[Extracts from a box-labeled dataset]
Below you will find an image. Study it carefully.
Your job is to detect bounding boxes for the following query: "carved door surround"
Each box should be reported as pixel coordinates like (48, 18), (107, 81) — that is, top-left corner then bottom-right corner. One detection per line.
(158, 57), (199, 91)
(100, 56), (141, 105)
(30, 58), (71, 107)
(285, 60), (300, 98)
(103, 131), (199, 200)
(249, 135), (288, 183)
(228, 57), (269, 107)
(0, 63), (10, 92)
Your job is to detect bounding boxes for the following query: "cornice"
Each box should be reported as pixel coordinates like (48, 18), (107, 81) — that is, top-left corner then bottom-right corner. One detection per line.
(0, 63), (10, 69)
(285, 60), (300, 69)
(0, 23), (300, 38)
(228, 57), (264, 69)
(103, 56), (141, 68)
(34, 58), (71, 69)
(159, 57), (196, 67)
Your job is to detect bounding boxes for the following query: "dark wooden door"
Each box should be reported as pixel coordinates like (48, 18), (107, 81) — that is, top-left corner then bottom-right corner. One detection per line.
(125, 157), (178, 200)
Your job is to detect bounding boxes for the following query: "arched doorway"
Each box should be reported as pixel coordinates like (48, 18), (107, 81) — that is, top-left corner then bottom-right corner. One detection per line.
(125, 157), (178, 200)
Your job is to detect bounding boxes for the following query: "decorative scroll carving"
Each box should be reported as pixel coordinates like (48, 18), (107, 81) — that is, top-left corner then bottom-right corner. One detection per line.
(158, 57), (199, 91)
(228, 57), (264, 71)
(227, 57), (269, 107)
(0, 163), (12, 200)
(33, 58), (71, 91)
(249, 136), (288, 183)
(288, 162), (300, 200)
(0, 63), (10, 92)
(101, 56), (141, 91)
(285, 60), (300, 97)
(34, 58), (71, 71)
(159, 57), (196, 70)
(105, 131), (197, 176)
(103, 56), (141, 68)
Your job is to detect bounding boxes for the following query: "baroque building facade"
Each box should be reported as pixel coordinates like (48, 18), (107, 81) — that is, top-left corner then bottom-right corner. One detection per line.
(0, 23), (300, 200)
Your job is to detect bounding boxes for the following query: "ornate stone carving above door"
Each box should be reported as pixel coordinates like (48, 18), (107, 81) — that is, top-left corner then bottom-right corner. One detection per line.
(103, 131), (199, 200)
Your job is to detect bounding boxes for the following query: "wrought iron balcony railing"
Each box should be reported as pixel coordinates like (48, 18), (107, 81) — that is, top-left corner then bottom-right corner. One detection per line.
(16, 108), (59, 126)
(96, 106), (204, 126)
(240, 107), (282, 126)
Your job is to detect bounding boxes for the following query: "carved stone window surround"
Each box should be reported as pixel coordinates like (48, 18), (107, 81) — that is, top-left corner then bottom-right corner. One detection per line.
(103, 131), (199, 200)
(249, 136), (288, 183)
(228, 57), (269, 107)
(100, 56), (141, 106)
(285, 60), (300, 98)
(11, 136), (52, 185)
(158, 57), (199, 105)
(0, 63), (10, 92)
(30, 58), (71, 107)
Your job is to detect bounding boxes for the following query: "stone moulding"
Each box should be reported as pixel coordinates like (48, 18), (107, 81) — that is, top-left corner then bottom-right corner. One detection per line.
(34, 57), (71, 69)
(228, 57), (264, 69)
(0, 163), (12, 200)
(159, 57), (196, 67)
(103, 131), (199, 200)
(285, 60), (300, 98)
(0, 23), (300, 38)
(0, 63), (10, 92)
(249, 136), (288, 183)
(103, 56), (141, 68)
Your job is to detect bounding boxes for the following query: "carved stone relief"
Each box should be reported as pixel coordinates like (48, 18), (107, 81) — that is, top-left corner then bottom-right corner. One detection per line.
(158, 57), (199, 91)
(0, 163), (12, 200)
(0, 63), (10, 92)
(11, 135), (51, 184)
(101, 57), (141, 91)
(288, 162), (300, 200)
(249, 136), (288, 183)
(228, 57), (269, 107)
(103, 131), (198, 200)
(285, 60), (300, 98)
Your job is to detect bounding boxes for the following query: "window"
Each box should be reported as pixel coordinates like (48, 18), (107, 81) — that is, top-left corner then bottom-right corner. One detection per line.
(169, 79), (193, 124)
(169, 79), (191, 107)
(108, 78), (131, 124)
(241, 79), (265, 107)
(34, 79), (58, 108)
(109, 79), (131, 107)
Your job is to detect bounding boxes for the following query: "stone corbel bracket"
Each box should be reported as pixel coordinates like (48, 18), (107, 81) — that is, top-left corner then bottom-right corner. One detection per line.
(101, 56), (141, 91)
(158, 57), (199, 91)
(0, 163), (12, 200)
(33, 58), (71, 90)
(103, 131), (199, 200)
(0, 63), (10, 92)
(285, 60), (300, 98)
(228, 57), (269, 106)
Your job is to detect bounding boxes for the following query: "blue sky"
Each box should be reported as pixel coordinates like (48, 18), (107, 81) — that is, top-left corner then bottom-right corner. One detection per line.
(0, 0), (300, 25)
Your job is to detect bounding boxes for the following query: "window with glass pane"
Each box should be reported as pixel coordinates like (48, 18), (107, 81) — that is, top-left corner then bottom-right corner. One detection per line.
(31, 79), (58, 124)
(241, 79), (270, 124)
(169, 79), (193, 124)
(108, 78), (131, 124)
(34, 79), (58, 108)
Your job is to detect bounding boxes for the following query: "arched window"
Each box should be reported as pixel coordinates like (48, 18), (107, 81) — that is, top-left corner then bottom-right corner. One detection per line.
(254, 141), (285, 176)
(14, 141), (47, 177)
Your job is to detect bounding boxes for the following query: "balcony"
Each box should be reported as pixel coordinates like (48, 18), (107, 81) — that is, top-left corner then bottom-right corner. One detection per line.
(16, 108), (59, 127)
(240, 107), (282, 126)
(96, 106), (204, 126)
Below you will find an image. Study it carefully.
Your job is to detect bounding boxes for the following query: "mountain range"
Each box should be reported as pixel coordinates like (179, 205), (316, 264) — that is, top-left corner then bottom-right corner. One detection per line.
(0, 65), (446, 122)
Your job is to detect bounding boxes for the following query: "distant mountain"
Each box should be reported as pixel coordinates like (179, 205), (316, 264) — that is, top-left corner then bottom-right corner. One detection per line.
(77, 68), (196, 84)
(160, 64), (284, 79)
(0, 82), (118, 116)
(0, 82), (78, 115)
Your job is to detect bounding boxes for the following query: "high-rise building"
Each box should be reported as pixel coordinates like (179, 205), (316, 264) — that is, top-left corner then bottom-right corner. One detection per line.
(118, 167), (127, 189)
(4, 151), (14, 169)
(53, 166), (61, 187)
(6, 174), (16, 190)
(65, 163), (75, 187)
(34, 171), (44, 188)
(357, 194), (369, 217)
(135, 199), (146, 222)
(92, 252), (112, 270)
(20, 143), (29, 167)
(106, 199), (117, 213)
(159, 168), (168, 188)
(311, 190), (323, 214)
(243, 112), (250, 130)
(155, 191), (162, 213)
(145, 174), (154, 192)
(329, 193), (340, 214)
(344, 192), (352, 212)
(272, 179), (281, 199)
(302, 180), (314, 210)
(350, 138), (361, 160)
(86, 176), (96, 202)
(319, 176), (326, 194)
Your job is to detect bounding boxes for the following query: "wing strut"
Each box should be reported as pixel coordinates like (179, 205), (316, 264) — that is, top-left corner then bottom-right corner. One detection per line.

§ **WRITTEN TASK**: Which lines above contain the string "surround"? Gather each of them and copy it out in full.

§ **EXPECTED OUTPUT**:
Your job is to detect bounding boxes for the following query: "carved door surround"
Your job is to detect bounding boxes for the following query: "carved stone window surround"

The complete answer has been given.